Excerpts from a dataset:
┄┄┄┄┄┄
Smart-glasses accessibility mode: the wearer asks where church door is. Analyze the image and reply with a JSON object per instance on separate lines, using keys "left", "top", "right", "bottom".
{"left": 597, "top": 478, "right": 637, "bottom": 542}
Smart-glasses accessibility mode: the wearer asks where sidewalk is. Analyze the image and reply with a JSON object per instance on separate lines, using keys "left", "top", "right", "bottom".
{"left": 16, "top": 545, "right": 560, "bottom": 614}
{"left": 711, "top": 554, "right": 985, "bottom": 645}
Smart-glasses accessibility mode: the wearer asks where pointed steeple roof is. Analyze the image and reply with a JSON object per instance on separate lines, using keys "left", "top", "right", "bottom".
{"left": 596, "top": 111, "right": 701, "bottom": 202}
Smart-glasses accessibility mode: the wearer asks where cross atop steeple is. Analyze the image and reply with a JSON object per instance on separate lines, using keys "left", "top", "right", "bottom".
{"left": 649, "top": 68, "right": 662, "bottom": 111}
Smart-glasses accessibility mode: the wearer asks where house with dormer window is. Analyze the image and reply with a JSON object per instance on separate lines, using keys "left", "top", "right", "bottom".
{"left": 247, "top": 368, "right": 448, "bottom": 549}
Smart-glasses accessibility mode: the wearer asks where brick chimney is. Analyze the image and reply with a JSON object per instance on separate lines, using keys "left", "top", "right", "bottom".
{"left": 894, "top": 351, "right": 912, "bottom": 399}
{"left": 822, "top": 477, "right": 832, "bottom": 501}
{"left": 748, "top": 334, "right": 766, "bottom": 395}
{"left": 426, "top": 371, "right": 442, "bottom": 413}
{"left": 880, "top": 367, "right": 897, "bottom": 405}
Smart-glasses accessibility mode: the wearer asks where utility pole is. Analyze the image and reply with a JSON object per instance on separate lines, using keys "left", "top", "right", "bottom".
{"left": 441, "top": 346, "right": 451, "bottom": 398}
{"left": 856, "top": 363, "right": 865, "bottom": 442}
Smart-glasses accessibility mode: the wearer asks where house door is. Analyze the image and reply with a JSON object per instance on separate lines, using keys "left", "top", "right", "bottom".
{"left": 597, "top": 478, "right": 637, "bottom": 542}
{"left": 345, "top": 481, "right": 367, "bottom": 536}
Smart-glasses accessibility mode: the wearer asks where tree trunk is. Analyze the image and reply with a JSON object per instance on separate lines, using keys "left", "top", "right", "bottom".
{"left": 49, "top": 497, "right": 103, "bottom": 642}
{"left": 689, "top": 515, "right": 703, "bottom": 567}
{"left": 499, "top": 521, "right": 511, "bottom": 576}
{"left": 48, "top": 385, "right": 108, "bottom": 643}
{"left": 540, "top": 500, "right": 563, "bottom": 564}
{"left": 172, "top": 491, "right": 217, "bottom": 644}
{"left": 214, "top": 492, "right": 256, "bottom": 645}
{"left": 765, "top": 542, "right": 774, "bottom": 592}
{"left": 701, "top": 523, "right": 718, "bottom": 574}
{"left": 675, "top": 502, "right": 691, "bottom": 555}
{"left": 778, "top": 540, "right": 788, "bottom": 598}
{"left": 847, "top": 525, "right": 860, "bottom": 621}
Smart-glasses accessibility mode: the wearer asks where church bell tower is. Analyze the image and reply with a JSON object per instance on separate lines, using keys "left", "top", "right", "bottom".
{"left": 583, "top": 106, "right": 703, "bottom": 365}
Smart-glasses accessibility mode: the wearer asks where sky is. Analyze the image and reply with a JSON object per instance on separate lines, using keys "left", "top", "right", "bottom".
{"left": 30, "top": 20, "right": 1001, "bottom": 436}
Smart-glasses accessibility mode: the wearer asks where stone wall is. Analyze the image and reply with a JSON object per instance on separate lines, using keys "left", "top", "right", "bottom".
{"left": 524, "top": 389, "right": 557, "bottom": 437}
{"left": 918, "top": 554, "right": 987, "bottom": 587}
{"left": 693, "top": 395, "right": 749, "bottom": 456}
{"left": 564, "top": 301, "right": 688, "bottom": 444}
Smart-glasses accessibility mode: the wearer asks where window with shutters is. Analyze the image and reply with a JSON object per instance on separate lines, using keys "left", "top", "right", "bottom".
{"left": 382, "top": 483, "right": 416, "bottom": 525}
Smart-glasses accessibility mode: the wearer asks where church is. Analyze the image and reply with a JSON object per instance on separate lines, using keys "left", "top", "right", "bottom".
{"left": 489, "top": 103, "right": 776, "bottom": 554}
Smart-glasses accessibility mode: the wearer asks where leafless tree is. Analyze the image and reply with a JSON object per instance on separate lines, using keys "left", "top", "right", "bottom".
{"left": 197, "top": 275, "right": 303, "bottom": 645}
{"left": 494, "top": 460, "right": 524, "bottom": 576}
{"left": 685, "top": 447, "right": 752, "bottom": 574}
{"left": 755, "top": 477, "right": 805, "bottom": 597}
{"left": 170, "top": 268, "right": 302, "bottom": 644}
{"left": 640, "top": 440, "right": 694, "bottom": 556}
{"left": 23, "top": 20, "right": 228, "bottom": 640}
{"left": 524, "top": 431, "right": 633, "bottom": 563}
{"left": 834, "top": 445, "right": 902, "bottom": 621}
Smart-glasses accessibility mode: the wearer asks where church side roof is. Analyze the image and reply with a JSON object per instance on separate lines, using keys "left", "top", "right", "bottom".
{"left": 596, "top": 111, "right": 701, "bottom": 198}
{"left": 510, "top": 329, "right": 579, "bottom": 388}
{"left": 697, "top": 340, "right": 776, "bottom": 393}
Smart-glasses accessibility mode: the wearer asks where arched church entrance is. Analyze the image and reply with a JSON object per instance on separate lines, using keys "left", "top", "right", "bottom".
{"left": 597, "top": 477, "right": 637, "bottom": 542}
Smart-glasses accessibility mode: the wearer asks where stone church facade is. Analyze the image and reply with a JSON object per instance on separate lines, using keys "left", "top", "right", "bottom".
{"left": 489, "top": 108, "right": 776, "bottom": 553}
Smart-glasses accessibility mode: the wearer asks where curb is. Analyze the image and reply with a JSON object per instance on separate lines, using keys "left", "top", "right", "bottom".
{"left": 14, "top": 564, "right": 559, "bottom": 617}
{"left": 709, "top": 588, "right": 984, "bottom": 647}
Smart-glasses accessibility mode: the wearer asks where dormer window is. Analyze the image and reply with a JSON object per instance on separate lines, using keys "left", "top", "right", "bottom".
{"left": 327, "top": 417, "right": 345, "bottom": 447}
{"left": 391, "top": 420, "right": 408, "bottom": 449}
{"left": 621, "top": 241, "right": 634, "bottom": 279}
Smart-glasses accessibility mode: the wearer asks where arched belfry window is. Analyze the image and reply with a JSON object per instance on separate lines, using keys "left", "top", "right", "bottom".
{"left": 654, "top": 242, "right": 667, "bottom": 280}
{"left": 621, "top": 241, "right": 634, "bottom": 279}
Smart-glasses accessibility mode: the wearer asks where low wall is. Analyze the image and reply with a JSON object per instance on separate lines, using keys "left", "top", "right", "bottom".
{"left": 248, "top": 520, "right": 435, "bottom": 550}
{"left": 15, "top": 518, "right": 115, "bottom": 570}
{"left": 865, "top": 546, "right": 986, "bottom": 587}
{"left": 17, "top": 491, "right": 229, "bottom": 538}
┄┄┄┄┄┄
WORK TO BE COMPLETED —
Word for word, copy the line containing "Smart-glasses accessibility mode: the wearer asks where curb" and each line after it to the end of the records, and nothing besides.

TASK SOLUTION —
Smart-glasses accessibility mode: the wearer asks where curb is. Analyze the image and reply with a JSON object per instance on separate lines, using keys "left", "top", "right", "bottom".
{"left": 14, "top": 564, "right": 559, "bottom": 617}
{"left": 709, "top": 588, "right": 984, "bottom": 647}
Smart-glasses accessibility mode: the wearer asks where dormer window is. Analyze the image and reply with a JSON object per instance on separate lines, using keys "left", "top", "right", "bottom".
{"left": 327, "top": 417, "right": 345, "bottom": 447}
{"left": 391, "top": 420, "right": 408, "bottom": 449}
{"left": 621, "top": 241, "right": 634, "bottom": 279}
Smart-glasses accessibility mode: the wearer asks where arched belfry window is. Analyze the image and reply with a JSON object per instance on separate lines, using keys "left", "top", "right", "bottom".
{"left": 654, "top": 242, "right": 667, "bottom": 280}
{"left": 621, "top": 241, "right": 634, "bottom": 279}
Smart-glasses accessibility mode: the wearer asks where low wall is. Analyze the image and reply with a JSON object per instance on separate lines, using keys "left", "top", "right", "bottom".
{"left": 248, "top": 520, "right": 435, "bottom": 550}
{"left": 15, "top": 518, "right": 115, "bottom": 570}
{"left": 865, "top": 546, "right": 986, "bottom": 587}
{"left": 17, "top": 491, "right": 229, "bottom": 538}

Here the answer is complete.